Dataset items
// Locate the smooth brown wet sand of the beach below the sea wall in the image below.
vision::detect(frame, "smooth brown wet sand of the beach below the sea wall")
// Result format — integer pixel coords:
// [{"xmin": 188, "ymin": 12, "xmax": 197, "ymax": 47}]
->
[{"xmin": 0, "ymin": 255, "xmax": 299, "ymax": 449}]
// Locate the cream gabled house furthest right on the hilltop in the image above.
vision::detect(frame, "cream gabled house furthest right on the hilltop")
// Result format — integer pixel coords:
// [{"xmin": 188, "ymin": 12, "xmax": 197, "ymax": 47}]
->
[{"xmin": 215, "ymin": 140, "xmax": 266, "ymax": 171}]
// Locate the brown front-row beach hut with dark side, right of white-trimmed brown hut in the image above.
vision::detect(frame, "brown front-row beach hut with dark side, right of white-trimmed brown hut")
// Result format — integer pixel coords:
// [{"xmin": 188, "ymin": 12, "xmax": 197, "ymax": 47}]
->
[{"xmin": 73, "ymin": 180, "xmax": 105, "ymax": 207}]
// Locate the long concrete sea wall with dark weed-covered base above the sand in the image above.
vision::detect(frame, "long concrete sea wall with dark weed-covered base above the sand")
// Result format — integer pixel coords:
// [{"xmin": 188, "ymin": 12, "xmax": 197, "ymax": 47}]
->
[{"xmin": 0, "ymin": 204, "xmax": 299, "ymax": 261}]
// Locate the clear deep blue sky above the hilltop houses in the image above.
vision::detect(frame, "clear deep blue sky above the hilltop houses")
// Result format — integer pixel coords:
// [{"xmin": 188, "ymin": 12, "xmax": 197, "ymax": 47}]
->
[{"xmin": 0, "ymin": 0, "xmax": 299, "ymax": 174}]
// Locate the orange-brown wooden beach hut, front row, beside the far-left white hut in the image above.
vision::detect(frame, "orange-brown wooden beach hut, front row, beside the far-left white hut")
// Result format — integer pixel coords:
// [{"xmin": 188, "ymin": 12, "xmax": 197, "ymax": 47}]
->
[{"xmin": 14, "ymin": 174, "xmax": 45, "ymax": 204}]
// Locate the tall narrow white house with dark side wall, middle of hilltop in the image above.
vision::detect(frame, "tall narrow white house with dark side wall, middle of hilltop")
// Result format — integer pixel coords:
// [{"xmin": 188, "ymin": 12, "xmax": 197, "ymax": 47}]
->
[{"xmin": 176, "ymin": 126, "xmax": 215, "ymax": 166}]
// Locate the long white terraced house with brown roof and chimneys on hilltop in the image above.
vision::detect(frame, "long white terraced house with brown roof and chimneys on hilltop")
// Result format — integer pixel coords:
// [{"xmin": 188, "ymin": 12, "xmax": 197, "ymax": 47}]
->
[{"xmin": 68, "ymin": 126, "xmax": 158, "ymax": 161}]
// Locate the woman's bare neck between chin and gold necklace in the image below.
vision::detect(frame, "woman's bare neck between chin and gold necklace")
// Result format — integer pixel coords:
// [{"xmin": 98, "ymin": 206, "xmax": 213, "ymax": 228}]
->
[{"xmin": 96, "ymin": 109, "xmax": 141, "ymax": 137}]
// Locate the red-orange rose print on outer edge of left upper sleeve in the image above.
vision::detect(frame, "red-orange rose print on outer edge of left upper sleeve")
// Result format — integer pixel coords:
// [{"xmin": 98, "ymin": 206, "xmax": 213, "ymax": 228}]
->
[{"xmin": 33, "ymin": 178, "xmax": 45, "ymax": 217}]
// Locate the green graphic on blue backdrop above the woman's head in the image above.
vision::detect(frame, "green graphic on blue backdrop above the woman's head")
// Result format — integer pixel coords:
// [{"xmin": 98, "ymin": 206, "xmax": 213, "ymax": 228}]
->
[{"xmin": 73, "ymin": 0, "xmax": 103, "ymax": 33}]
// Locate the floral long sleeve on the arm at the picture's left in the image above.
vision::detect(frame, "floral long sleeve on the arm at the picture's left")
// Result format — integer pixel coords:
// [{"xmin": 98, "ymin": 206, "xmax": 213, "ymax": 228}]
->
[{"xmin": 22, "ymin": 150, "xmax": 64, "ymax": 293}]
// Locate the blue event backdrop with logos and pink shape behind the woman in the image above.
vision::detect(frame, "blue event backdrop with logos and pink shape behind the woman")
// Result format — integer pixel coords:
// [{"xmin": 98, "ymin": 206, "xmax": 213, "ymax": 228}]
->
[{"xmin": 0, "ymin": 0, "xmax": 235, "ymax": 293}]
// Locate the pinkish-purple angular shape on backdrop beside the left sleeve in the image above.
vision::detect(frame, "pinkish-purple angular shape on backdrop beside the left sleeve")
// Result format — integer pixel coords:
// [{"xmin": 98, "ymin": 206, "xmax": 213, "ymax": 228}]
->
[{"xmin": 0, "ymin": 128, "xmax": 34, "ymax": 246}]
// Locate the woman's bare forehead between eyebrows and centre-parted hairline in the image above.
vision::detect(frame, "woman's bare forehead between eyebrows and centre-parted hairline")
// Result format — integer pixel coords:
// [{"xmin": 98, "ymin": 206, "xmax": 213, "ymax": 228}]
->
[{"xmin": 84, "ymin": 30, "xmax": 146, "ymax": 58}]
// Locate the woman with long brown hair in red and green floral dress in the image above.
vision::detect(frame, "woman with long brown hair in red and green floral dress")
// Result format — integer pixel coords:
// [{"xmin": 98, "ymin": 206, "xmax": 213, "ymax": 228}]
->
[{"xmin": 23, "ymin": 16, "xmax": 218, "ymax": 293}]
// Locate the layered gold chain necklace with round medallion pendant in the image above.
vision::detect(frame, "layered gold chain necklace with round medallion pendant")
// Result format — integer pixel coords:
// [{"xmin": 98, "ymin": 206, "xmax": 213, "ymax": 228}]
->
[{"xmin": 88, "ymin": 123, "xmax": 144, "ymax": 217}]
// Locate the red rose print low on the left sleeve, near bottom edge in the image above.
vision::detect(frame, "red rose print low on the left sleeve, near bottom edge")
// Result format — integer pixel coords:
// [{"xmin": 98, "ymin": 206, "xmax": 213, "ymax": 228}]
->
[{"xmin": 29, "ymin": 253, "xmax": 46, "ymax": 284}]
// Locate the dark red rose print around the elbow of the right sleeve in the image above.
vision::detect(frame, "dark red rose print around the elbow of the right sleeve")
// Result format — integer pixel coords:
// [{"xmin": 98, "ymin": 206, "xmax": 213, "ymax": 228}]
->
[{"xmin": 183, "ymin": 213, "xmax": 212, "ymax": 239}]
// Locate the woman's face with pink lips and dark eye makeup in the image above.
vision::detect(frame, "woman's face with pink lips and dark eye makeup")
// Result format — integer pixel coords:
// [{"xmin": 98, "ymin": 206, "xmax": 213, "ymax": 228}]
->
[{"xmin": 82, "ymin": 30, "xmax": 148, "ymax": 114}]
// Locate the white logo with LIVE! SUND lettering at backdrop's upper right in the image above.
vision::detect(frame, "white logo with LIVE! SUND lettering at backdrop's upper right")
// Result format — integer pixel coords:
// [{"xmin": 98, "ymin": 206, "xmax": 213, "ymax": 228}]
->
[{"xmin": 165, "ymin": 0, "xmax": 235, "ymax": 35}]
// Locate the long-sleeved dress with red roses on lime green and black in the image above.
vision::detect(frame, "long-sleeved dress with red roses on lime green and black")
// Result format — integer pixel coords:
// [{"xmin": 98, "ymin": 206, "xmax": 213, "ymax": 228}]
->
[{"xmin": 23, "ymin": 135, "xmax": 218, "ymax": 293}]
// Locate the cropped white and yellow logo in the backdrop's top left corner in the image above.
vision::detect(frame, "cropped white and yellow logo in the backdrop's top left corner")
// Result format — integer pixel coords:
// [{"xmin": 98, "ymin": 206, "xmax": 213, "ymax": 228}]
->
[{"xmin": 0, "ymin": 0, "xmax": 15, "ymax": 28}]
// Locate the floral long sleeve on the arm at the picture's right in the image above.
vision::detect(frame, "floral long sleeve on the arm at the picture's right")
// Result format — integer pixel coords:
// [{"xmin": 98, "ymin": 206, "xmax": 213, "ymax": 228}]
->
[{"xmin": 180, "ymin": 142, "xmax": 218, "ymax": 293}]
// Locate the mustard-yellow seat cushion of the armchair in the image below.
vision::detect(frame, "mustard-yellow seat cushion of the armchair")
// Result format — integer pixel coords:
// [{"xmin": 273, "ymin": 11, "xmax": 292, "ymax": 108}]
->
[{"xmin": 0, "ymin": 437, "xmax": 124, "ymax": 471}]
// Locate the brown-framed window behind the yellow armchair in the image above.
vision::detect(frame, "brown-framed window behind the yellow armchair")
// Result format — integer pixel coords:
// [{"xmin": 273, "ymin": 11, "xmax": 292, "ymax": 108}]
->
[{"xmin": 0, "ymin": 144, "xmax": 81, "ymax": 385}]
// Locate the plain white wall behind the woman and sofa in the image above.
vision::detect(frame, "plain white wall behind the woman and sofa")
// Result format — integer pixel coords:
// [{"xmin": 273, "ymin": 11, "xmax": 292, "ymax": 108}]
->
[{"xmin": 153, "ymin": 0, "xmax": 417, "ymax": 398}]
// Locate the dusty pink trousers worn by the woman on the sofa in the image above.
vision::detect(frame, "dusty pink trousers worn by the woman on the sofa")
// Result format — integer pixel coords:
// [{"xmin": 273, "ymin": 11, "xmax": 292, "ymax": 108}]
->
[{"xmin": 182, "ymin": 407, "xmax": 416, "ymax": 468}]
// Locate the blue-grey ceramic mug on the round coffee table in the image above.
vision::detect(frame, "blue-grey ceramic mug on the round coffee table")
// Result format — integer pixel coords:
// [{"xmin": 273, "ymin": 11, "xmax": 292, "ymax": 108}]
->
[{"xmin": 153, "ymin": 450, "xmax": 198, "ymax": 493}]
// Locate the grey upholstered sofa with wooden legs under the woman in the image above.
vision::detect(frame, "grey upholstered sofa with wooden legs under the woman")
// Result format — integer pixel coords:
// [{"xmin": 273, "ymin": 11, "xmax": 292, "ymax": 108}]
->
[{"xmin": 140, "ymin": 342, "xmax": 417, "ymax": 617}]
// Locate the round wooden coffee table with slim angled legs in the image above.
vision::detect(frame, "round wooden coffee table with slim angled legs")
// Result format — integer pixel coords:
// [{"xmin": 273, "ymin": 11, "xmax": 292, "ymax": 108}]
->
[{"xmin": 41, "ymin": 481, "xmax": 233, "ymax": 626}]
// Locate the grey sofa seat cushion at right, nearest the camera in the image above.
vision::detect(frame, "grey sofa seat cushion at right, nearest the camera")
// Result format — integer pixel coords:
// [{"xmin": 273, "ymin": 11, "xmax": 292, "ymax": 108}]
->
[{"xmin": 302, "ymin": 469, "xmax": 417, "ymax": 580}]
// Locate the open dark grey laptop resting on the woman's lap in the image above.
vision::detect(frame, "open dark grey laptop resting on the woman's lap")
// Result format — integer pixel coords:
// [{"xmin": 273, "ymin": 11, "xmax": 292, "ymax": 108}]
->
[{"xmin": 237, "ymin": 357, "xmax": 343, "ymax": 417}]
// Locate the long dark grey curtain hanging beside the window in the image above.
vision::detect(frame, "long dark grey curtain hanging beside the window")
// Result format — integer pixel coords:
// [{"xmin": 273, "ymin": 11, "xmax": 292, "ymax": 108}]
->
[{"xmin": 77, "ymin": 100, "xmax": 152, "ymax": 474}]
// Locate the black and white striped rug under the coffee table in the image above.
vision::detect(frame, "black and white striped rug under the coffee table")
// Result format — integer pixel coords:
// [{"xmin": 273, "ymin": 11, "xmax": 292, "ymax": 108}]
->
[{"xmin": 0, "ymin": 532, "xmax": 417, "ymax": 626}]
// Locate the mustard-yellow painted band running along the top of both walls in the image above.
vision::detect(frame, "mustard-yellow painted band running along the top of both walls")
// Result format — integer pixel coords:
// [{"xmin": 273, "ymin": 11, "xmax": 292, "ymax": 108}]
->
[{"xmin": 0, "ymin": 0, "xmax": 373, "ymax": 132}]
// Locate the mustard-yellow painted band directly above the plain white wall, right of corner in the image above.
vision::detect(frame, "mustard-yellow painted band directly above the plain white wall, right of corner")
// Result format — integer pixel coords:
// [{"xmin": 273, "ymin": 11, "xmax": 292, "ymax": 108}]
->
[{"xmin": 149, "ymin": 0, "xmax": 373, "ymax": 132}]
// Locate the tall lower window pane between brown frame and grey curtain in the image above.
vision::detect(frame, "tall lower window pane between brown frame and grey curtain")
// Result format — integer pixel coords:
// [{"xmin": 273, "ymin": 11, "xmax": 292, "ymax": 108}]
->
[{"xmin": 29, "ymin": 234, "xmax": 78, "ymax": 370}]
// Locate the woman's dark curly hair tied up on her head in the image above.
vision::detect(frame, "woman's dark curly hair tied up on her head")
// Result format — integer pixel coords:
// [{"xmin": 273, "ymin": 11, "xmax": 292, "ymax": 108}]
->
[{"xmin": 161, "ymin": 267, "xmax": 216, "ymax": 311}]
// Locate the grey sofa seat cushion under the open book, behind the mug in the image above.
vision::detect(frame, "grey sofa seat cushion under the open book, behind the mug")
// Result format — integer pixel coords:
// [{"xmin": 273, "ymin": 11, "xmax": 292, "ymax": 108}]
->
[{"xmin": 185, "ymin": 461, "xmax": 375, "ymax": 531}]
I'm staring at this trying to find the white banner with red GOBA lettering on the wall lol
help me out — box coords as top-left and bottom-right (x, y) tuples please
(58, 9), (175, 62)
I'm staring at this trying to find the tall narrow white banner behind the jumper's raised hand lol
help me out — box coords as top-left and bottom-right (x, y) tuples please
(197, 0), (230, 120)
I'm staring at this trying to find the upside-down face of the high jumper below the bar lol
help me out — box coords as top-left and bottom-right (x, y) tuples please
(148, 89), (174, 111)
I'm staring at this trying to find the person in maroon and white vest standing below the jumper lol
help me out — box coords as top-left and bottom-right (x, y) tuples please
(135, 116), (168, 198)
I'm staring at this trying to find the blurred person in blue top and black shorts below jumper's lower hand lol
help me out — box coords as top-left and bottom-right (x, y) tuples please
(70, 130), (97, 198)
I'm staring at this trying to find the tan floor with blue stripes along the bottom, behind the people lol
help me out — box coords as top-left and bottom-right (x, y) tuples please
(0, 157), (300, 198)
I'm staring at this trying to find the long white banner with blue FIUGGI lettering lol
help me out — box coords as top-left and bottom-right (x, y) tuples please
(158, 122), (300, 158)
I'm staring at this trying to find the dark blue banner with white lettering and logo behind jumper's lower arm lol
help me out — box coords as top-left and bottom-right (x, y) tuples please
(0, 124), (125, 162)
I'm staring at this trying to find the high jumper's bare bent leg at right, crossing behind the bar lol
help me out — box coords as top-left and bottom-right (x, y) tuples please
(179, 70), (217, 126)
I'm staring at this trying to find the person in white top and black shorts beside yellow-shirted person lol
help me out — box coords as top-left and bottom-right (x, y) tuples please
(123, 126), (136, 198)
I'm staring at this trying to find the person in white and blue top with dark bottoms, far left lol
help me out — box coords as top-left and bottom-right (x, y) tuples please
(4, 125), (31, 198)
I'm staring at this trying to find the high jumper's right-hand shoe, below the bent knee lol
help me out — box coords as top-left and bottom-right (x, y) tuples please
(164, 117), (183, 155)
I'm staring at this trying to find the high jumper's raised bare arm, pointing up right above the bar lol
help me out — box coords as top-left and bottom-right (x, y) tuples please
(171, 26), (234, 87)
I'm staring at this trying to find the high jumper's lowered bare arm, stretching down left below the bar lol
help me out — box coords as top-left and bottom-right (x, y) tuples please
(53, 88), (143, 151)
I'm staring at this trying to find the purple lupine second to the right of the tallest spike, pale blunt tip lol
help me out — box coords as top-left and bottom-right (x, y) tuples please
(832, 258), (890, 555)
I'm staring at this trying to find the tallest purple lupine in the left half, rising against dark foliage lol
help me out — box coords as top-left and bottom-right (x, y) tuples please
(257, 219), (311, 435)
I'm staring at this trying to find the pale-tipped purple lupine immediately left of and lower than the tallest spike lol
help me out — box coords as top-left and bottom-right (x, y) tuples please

> _The problem_
Search the data above for the word "worn", then gather each line in which it appears.

> _Task solution_
// Locate the dusty pink trousers worn by the woman on the sofa in the image above.
vision::detect(frame, "dusty pink trousers worn by the woman on the sofa")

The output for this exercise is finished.